1. Introdução
No dia 20 de março foi aprovado o PLS 429/17, em caráter terminativo pela Comissão de Constituição e Justiça do Senado Federal, projeto esse, que trata das alterações na Leis dos Partidos Políticos, e dentre essas, o dever das agremiações político-partidárias de preverem, em seus estatutos, Programas de Integridade.
As polêmicas sobre a autonomia partidária tal como concebida pela Constituição de 1988 e a real necessidade dos Programas de Integridade como instrumento de combate a corrupção já dividem opiniões.
Nesse sentido, o presente artigo pretende apresentar o compliance eleitoral e demonstrar que os Programas de Integridade podem ser, na verdade, a via conciliatória.
-*-
TAREFA PROPOSTA 1:
Reproduza fielmente tudo o que vai do início da listagem abaixo até a linha que contém "[[[256,119],[3,120],[0,128],[228,128],[256,127]]]", incluindo essa linha. Deixe as imagens de fora da resposta.

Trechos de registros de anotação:
-*-
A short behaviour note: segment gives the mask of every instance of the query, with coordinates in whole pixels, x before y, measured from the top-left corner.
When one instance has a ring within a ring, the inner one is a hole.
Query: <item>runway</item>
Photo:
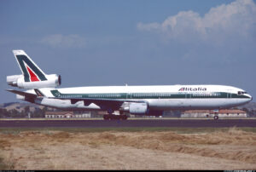
[[[256,119],[3,120],[0,128],[228,128],[256,127]]]

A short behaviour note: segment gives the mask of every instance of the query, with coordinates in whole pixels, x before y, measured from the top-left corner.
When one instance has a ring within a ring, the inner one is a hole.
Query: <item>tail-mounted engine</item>
[[[23,75],[7,76],[7,83],[13,87],[20,89],[41,89],[54,88],[61,84],[61,75],[51,74],[45,75],[46,80],[40,81],[25,81]]]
-*-
TAREFA PROPOSTA 2:
Transcreva sem qualquer alteração o trecho sobre compliance eleitoral, tudo desde "1. Introdução" até "a via conciliatória.".

RESPOSTA COMPLETA 1:
A short behaviour note: segment gives the mask of every instance of the query, with coordinates in whole pixels, x before y, measured from the top-left corner.
When one instance has a ring within a ring, the inner one is a hole.
Query: <item>runway</item>
Photo:
[[[256,119],[3,120],[0,128],[228,128],[256,127]]]

RESPOSTA COMPLETA 2:
1. Introdução
No dia 20 de março foi aprovado o PLS 429/17, em caráter terminativo pela Comissão de Constituição e Justiça do Senado Federal, projeto esse, que trata das alterações na Leis dos Partidos Políticos, e dentre essas, o dever das agremiações político-partidárias de preverem, em seus estatutos, Programas de Integridade.
As polêmicas sobre a autonomia partidária tal como concebida pela Constituição de 1988 e a real necessidade dos Programas de Integridade como instrumento de combate a corrupção já dividem opiniões.
Nesse sentido, o presente artigo pretende apresentar o compliance eleitoral e demonstrar que os Programas de Integridade podem ser, na verdade, a via conciliatória.